--- Task list ---
#1 List every speaker at the webinar mentioned in the passage about the Vietnam peace webinar.
#2 Write the next part of the passage about the Vietnam peace webinar, picking up after its final sentence.

--- Document ---
:::

The peace movement ought to follow the example of the Vietnam era anti-war movement in carrying out citizen diplomacy and forging connections with activists and government leaders in countries targeted by the U.S. for attack.
Part of the benefit would be education: They could develop a better understanding of U.S. government depredations and in turn work to better educate the American public with the hope of building a larger peace movement.
One of the speakers during the Vietnam Peace Commemoration Committee webinar, Cora Weiss, was nominated for the Nobel Peace Prize for her courageous efforts on behalf of peace over many decades.
Weiss was a leader in the 1960s of the group Women Strike for Peace, which participated in citizen diplomacy by meeting with Vietnamese delegations and traveling to North Vietnam where they witnessed first-hand the ravaging effects of U.S. bombing.
Weiss recalled Women Strike for Peace’s efforts to secure an atmospheric testing ban for nuclear weapons, which was signed by President John F. Kennedy just months before his death. During the signing, Weiss and her comrades had gathered outside the White House, and Kennedy told his wife, Jackie, to bring them coffee and donuts in recognition of their efforts.
Weiss was part of the Jeannette Rankin Brigade, named after the first female congresswoman who voted against U.S. intervention in World War I and World War II (she was the only vote against the declaration of war on Japan after Pearl Harbor and faced a barrage of hate mail).
To counter the Nixon administration’s argument that it had to bomb North Vietnam until it released all American POWs, Weiss and Women Strike for Peace exchanged letters with POWs, many of whom did not support the bombing and wanted the war to end.
The two other speakers during the webinar were Leslie Cagan, a one-time NYU student who has been involved in peace activism for 60 years, and economist Le Anh Tu Packard, who recounted her family’s support for Vietnamese nationalist movements going back to the era of French colonialism.
Tu’s mother lived for a long time in Vientiane, Laos, after she became a refugee from French bombing and supported the Vietminh, which fought against France and then the U.S. for Vietnam’s liberation under the leadership of Ho Chi Minh.

:::

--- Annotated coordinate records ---
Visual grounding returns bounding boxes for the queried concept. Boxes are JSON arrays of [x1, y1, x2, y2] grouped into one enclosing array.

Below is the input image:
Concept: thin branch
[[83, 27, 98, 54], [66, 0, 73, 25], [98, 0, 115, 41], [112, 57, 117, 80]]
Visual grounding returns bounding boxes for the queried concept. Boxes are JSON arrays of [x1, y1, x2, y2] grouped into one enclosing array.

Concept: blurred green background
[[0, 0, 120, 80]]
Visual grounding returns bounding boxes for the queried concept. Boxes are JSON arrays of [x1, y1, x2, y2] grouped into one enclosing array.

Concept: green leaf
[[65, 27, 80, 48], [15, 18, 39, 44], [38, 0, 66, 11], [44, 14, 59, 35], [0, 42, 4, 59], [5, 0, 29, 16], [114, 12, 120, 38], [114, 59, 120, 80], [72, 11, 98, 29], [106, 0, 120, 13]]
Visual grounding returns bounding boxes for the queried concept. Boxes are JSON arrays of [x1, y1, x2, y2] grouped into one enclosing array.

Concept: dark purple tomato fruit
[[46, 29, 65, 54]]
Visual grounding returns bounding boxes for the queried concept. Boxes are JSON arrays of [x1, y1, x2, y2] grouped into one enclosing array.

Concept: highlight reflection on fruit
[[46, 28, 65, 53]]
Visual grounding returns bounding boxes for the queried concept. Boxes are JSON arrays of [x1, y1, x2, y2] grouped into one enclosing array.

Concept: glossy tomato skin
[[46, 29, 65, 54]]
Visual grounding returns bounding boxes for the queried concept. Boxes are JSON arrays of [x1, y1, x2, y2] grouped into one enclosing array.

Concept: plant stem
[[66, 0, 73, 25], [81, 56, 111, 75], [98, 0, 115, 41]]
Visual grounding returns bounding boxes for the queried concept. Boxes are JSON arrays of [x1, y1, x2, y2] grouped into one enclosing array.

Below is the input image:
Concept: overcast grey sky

:::

--- Final answers ---
#1 Cora Weiss, Leslie Cagan, Le Anh Tu Packard

#2
Tu recalled her mother’s view that the Ngo Dinh Diem regime was a puppet government installed by the U.S., as the Pentagon Papers revealed, that the South Vietnamese state was an artifical creation of the U.S., and that U.S. intervention in Vietnam was illegitimate and highly destructive—a view Tu shared.
Sadly, the sordid history of U.S. intervention in Vietnam is hardly known to most Americans today. Americans have been perpetually conditioned to view the war through the lens of the domino theory and Cold War, and to think that the U.S. invasion was designed to defend South Vietnam from North Vietnam’s aggression.
Such a view obscures the fact that Vietnam was a) artificially divided under the terms of the 1954 Geneva agreements, which called for unifying elections that the U.S. never allowed; b) that the North Vietnamese communists were widely regarded as authentic nationalists who spearheaded the defeat of French colonialism; and c) that the regime of Ngo Dinh Diem triggered the growth of a revolutionary guerrilla movement in South Vietnam after it carried out a reign of terror against the political opposition with support from the U.S. military and CIA.
The dominant American view further obscures the imperial objectives that the U.S. pursued in Vietnam, including the desire to transform South Vietnam into a base for the U.S. military, and to open its economy to U.S. business interests and interlink it with U.S. allies—South Korea, the Philippines and Japan—in an anti-Chinese alliance.[1]
Ken Burns’s 2017 documentary series on the Vietnam War, which was viewed by 60 million Americans, reaffirms a skewed revisionist history promoting the domino theory and other tropes that were used to justify the U.S. war on Vietnam.
In light of this, it is important to listen to the voices of peace activists from the 1960s, women and men.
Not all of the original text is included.